◆ STATED PROBLEM
Find every line in the entries that contains the word "mark" and copy each one.
* * * *
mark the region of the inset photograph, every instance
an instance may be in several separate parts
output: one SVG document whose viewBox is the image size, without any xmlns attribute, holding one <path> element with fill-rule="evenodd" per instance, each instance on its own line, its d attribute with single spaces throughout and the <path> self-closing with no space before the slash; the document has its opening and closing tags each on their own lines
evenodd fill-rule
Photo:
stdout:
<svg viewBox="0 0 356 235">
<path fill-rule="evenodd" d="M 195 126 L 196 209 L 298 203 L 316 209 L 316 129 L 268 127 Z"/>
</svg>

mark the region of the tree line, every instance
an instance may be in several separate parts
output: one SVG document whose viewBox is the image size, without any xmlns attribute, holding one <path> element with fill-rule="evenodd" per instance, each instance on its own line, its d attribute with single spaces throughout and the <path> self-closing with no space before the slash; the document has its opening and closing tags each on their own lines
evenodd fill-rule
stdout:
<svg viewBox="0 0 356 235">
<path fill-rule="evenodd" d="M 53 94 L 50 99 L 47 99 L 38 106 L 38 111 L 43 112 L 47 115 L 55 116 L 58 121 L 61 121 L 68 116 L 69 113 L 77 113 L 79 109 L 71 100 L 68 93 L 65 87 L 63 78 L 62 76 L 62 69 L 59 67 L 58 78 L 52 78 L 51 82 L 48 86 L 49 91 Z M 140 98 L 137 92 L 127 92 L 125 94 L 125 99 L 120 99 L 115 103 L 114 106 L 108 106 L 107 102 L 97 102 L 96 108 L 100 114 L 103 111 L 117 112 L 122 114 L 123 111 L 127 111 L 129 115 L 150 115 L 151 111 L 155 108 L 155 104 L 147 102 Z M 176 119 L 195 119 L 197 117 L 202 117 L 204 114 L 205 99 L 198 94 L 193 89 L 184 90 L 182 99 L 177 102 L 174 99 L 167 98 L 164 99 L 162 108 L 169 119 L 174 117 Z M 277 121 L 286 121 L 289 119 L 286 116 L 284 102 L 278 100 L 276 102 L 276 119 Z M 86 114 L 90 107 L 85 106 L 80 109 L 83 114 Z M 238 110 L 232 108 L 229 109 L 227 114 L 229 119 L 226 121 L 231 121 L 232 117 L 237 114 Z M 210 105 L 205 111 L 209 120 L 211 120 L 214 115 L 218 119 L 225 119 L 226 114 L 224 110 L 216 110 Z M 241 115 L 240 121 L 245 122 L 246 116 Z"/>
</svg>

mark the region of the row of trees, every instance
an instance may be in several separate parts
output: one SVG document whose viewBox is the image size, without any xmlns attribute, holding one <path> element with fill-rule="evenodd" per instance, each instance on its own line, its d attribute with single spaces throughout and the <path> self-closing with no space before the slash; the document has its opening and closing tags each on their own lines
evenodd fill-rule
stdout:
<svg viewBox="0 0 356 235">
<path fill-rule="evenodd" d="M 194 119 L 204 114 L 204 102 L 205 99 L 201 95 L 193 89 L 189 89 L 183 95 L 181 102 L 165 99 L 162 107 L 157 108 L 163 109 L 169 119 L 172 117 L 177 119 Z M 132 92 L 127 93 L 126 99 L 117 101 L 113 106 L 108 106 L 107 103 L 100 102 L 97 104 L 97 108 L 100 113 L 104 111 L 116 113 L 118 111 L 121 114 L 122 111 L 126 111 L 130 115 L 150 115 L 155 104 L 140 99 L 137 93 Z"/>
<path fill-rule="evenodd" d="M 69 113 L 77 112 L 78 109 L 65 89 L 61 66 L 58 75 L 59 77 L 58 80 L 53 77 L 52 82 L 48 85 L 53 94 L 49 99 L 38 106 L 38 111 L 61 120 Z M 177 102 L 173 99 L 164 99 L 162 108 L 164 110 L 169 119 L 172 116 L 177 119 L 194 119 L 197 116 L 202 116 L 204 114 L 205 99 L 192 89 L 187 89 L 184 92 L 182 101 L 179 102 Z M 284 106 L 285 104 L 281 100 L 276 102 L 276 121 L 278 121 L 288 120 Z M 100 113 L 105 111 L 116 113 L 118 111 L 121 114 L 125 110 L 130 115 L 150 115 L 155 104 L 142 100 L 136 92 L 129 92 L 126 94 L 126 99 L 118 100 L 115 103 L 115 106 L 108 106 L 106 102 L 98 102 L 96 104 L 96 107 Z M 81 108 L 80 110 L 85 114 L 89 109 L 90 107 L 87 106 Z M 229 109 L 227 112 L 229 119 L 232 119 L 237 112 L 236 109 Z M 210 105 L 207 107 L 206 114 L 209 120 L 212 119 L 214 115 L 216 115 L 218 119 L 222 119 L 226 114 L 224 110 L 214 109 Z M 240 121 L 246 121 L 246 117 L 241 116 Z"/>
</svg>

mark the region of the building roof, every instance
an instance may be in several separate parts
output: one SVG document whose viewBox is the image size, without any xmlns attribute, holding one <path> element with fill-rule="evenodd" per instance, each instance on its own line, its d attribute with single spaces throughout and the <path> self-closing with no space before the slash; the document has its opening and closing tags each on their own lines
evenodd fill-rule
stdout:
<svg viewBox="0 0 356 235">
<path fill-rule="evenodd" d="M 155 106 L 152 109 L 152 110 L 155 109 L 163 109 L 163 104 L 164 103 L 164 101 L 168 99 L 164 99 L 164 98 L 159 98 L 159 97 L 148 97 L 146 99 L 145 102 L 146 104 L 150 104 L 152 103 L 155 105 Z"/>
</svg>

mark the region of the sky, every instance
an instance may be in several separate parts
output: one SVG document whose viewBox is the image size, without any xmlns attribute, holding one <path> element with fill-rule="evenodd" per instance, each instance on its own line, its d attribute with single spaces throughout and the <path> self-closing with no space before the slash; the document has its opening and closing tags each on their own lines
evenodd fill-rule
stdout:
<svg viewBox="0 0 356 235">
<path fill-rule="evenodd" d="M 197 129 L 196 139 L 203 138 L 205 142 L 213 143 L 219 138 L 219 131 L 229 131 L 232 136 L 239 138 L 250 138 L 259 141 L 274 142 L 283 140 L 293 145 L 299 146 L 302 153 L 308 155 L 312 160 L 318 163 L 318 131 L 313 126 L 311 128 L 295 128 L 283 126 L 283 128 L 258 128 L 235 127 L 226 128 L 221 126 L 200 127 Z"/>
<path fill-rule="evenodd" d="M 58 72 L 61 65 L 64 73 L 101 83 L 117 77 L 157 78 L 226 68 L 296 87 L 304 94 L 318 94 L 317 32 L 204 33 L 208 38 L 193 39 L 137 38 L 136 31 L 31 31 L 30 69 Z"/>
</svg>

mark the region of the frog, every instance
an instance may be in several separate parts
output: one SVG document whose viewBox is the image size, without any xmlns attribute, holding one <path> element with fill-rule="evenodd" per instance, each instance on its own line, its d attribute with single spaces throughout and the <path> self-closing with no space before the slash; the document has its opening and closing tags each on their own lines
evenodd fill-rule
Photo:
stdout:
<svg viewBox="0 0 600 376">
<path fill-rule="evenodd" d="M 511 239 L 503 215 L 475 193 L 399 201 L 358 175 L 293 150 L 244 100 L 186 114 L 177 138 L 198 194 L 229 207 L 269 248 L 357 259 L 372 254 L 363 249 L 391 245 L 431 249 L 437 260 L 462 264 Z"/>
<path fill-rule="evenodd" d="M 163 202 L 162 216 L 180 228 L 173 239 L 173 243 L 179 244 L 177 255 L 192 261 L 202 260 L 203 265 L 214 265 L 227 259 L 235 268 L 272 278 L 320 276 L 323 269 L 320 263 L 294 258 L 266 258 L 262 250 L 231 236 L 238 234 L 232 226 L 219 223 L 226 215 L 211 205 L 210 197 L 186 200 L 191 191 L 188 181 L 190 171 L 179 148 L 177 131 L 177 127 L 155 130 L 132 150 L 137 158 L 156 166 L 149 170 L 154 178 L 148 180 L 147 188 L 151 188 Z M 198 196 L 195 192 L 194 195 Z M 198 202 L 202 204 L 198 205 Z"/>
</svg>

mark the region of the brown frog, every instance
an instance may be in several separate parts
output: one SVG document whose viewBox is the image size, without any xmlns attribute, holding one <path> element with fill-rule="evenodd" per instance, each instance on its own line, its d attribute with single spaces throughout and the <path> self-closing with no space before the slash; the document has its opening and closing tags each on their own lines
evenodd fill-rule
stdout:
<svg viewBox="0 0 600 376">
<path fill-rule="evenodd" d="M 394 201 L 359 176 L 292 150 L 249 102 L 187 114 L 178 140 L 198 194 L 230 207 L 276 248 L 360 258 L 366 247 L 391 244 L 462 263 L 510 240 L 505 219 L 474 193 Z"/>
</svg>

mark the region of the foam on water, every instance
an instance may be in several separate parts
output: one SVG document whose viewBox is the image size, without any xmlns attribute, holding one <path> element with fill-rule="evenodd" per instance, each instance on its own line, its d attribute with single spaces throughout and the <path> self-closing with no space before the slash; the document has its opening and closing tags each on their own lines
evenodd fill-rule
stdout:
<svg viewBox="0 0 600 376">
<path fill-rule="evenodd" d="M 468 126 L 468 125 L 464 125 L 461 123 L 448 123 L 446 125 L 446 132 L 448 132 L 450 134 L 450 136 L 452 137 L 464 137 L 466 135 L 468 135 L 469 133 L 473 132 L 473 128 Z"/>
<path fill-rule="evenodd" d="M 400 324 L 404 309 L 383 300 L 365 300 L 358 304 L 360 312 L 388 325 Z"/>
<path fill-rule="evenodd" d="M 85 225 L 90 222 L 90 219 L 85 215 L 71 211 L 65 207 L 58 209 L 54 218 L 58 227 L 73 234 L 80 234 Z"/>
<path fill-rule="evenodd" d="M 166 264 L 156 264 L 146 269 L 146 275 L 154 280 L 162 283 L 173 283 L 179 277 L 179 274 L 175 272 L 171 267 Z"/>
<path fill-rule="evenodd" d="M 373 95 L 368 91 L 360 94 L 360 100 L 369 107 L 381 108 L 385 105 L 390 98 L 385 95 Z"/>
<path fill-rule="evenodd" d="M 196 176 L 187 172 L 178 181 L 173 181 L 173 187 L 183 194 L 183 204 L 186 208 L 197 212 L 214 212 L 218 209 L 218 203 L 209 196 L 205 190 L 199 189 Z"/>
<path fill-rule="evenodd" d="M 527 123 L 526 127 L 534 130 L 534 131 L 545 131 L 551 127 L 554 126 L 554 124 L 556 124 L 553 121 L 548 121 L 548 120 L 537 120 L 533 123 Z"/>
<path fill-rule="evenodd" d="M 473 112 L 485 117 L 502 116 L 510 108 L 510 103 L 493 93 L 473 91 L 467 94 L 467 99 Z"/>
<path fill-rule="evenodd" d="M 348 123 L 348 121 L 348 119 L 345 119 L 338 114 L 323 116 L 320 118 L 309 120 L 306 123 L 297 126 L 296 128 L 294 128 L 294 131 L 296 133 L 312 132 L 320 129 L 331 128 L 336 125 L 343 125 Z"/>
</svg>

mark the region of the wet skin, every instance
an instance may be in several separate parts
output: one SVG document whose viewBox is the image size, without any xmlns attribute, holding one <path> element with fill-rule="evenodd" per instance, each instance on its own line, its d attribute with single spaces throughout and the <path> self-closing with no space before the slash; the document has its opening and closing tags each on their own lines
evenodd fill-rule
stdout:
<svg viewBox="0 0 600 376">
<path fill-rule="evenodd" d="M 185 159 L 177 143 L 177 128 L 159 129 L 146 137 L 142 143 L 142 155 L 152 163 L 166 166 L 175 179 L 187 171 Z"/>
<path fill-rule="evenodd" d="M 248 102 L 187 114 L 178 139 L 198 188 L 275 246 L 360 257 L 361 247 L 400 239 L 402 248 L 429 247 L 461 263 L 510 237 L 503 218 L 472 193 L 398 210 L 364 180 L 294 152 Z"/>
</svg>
* * * *
◆ FULL SOLUTION
mark the region of the inset photograph, every instance
mark the region of the tree line, every instance
mark the region of the row of trees, every instance
mark the region of the building roof, every instance
mark the region of the sky, every instance
mark the region of the frog, every instance
mark the region of the brown frog, every instance
mark the region of the foam on water, every instance
mark the region of the wet skin, every instance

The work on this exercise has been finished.